Stored dataset items:
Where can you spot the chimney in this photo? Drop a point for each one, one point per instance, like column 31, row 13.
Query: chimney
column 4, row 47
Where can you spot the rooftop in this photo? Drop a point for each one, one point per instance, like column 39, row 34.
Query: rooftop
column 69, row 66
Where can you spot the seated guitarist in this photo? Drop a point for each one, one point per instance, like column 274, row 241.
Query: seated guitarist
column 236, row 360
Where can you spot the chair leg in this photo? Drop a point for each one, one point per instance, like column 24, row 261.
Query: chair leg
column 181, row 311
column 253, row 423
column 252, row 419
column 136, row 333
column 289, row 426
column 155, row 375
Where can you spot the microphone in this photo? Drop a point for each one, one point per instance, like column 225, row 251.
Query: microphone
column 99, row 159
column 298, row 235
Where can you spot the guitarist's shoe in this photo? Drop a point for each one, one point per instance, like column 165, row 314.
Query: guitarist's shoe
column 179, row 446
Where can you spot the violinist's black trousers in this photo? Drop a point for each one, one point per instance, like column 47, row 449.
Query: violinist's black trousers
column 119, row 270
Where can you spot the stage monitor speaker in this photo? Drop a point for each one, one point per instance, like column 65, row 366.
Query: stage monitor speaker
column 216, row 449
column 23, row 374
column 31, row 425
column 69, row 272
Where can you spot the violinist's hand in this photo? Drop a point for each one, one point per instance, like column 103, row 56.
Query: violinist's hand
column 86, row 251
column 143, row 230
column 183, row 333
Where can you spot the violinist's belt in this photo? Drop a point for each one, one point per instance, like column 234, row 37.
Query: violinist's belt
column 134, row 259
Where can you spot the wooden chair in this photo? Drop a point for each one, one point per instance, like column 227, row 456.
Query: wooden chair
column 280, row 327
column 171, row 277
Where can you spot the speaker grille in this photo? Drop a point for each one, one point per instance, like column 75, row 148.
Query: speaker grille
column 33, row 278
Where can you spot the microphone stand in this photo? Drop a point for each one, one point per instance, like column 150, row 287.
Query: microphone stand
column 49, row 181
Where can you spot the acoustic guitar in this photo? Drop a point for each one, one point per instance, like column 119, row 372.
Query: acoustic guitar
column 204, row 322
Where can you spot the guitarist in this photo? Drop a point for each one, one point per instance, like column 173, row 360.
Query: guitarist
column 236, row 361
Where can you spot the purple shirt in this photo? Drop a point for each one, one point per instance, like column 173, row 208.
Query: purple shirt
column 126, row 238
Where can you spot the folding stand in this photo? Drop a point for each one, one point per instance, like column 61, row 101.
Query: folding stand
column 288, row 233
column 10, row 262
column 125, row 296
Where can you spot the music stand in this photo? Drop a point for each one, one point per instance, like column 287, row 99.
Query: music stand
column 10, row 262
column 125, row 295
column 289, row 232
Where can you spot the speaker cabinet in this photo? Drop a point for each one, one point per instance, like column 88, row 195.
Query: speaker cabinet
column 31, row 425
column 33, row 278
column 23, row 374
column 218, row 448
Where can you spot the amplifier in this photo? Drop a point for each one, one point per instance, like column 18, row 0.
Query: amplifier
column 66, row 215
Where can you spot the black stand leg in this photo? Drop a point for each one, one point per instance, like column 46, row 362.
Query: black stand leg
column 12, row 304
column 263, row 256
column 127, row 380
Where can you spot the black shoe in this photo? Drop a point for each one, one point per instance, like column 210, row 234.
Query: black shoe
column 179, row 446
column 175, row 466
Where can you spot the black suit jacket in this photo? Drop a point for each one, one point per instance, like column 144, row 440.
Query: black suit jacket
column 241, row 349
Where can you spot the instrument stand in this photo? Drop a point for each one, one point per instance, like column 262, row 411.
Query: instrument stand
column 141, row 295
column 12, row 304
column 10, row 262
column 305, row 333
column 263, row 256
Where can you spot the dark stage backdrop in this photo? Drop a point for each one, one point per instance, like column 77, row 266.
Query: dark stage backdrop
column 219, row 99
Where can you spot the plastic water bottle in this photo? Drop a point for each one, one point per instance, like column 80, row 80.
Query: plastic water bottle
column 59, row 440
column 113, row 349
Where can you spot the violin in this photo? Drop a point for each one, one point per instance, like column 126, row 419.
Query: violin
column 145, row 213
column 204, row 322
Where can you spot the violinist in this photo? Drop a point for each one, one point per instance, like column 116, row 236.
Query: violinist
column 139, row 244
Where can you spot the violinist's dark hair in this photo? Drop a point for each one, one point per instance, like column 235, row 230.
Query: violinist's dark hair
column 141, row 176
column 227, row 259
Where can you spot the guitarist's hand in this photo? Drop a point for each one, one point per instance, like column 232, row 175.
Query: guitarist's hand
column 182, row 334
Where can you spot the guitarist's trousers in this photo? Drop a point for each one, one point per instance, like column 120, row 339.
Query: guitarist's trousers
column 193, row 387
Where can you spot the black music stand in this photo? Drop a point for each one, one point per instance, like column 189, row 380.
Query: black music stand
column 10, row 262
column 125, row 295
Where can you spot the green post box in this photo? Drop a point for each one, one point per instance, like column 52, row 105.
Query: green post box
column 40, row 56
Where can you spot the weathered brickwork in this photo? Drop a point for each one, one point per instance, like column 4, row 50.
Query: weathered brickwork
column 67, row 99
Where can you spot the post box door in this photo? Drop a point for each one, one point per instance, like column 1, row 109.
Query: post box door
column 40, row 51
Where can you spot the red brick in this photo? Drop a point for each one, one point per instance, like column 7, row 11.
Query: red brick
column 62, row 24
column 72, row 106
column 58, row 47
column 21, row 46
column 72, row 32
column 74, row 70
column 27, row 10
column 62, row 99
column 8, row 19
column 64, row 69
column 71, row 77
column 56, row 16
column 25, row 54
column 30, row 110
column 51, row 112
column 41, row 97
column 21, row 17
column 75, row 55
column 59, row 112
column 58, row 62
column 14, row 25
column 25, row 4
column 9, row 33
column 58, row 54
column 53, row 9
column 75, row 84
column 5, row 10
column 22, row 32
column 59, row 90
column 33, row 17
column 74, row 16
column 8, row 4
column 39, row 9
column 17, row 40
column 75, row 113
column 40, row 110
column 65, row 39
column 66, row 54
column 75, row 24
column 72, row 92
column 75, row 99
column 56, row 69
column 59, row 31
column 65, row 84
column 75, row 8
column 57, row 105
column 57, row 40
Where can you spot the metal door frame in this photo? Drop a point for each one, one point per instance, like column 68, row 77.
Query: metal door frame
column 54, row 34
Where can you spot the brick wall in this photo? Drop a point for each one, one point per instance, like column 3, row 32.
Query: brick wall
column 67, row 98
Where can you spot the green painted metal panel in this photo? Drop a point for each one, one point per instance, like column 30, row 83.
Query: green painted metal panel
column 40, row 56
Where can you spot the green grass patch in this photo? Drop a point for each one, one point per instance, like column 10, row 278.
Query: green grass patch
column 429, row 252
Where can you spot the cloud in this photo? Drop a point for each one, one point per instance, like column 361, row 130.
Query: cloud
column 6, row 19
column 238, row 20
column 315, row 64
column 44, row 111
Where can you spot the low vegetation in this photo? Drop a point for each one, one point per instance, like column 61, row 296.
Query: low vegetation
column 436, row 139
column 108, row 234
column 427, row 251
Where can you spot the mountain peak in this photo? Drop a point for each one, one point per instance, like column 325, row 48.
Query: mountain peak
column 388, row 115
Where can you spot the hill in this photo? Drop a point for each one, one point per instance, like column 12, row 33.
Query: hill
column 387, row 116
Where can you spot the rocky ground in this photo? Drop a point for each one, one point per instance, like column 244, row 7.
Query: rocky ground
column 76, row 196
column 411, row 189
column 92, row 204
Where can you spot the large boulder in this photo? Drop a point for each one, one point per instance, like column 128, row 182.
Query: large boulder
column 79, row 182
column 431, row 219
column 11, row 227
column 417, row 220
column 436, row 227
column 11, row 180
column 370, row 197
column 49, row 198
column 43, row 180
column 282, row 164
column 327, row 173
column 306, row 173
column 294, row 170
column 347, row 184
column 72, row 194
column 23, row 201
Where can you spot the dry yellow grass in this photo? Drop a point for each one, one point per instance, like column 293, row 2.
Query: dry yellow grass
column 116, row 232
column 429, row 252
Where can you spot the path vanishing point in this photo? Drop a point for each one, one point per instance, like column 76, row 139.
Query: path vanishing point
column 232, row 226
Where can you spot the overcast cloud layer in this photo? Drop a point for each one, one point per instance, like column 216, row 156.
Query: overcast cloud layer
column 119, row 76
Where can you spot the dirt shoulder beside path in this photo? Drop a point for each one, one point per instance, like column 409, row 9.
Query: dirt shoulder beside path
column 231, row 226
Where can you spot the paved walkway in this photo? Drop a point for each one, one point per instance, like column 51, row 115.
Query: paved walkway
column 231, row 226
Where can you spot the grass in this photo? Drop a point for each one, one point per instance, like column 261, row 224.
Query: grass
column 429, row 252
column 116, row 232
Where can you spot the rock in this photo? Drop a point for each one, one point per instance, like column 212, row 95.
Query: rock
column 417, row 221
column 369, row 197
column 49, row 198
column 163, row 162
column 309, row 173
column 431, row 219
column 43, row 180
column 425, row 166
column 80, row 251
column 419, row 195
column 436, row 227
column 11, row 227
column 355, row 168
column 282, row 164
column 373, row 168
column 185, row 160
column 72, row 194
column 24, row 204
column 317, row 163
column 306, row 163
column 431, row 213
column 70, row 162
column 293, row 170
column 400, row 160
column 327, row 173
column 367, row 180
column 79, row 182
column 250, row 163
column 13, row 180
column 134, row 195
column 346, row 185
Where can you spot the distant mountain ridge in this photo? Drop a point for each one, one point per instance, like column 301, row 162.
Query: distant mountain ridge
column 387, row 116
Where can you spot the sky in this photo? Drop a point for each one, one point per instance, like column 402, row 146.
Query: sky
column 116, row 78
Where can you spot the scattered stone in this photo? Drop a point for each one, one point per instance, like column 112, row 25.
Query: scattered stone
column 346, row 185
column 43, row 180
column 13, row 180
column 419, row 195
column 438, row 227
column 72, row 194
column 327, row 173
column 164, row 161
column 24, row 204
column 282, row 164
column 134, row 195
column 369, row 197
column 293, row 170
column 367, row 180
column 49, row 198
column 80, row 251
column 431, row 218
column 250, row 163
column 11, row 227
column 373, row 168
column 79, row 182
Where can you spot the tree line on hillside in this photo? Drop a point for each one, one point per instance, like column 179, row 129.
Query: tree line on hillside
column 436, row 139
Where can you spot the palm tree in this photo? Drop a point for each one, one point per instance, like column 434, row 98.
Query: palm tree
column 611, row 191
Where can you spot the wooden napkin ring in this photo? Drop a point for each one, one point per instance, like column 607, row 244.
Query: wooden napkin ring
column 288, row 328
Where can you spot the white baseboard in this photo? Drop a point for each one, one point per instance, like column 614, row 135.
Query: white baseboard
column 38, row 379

▸ **What the exercise asks**:
Quote every line from the line containing "Where can you spot the distant" through the closing line of the listing, including both.

▸ **Final result**:
Where can you spot the distant mountain ridge in this photo? Drop a point for each one, one point per instance, like column 301, row 162.
Query: distant mountain ridge
column 387, row 116
Where can you spot the sky in this photo? Drop a point for each one, one point per instance, like column 402, row 146.
Query: sky
column 116, row 78
Where can you spot the scattered stone in this photo? Drop a point for each one, one point per instance, like column 112, row 25.
Query: scattered stone
column 346, row 185
column 43, row 180
column 13, row 180
column 419, row 195
column 438, row 227
column 72, row 194
column 327, row 173
column 164, row 161
column 24, row 204
column 282, row 164
column 134, row 195
column 369, row 197
column 293, row 170
column 367, row 180
column 49, row 198
column 80, row 251
column 431, row 218
column 250, row 163
column 11, row 227
column 373, row 168
column 79, row 182
Where can you spot the tree line on hillside in this photo? Drop a point for each one, one point per instance, like column 179, row 129.
Query: tree line on hillside
column 436, row 139
Where can you spot the palm tree in this photo? Drop a point for each one, one point per instance, like column 434, row 98.
Query: palm tree
column 611, row 191
Where can you spot the wooden napkin ring in this photo? Drop a point for each one, one point per instance, like column 607, row 244.
Query: wooden napkin ring
column 288, row 328
Where can you spot the white baseboard in this photo? Drop a point for each one, one point per instance, like column 614, row 135.
Query: white baseboard
column 38, row 379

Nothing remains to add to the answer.